------ Seitenauszug
Bei der exzentrischen Ausrichtung geht die Verbindung zur Mitte verloren.
C. G. Jung hat die exzentrische Ausrichtung die Persona-Haltung genannt: unsere Anpassung an die Erfordernisse der äußeren Welt. Die Ausbildung der Persona gehört in die Phase der ersten Lebenshälfte mit schulischer und beruflicher Ausbildung, mit Knüpfen von Beziehungen und Lebensgemeinschaften, Etablierung in Beruf und Gesellschaft bis hin zur Schaffung eines eigenen Hauses.
Mit dem Beginn der zweiten Lebenshälfte werden die Ansprüche der inneren Welt vorrangiger. Diese werden aus dem Kern der Gesamtpersönlichkeit angeregt, dem Selbst. Wir könnten es mit der selbstkritischen Anfrage verstehen, "Soll das denn schon alles gewesen sein?" Die Antworten auf die Frage nach dem Sinn des Lebens finden sich in der Rückbesinnung auf unseren Ursprung, dem Selbst.
------------
------ Gegebene Informationen
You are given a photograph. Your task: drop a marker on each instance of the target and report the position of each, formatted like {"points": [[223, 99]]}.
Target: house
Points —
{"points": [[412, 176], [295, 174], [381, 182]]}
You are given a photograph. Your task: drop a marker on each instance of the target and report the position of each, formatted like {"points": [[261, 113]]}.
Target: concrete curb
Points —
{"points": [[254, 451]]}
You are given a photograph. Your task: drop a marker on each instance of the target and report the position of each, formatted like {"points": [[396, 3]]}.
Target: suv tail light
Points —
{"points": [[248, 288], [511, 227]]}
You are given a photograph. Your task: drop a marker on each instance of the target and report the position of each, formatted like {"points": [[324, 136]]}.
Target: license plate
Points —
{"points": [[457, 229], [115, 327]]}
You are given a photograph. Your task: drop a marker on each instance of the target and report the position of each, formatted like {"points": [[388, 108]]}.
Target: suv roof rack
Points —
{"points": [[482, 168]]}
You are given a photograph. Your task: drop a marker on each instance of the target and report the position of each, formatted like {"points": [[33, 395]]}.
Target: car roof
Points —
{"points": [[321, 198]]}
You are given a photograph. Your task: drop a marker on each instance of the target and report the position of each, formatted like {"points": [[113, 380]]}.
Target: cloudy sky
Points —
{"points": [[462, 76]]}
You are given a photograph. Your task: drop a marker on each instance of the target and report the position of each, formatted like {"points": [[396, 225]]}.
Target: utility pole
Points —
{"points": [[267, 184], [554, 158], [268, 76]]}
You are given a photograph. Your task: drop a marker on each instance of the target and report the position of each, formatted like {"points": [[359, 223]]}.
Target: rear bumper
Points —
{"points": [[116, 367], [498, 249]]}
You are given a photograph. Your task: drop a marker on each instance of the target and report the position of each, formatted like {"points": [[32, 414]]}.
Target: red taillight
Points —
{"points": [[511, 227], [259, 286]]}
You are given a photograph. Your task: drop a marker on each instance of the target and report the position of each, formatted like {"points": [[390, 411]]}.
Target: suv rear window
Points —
------------
» **Aufgabe 1**
Entnimm dem Seitenauszug wortgetreu den Abschnitt von „Bei der exzentrischen“ bis „Ursprung, dem Selbst.“.
» **Aufgabe 2**
Prüfe, ob die folgenden Aussagen mit dem Seitenauszug übereinstimmen. Antworte jeweils mit Ja oder Nein und zitiere die entscheidenden Worte wörtlich.
(a) C. G. Jung nannte die exzentrische Ausrichtung die Persona-Haltung.
(b) Die Ausbildung der Persona gehört in die zweite Lebenshälfte.
(c) Mit dem Beginn der zweiten Lebenshälfte werden die Ansprüche der äußeren Welt vorrangiger.

» **Lösung 1**
Bei der exzentrischen Ausrichtung geht die Verbindung zur Mitte verloren.
C. G. Jung hat die exzentrische Ausrichtung die Persona-Haltung genannt: unsere Anpassung an die Erfordernisse der äußeren Welt. Die Ausbildung der Persona gehört in die Phase der ersten Lebenshälfte mit schulischer und beruflicher Ausbildung, mit Knüpfen von Beziehungen und Lebensgemeinschaften, Etablierung in Beruf und Gesellschaft bis hin zur Schaffung eines eigenen Hauses.
Mit dem Beginn der zweiten Lebenshälfte werden die Ansprüche der inneren Welt vorrangiger. Diese werden aus dem Kern der Gesamtpersönlichkeit angeregt, dem Selbst. Wir könnten es mit der selbstkritischen Anfrage verstehen, "Soll das denn schon alles gewesen sein?" Die Antworten auf die Frage nach dem Sinn des Lebens finden sich in der Rückbesinnung auf unseren Ursprung, dem Selbst.

» **Lösung 2**
(a) Ja, denn im Seitenauszug heißt es: „C. G. Jung hat die exzentrische Ausrichtung die Persona-Haltung genannt“.
(b) Nein, denn im Seitenauszug heißt es: „Die Ausbildung der Persona gehört in die Phase der ersten Lebenshälfte“.
(c) Nein, denn im Seitenauszug heißt es: „Mit dem Beginn der zweiten Lebenshälfte werden die Ansprüche der inneren Welt vorrangiger.“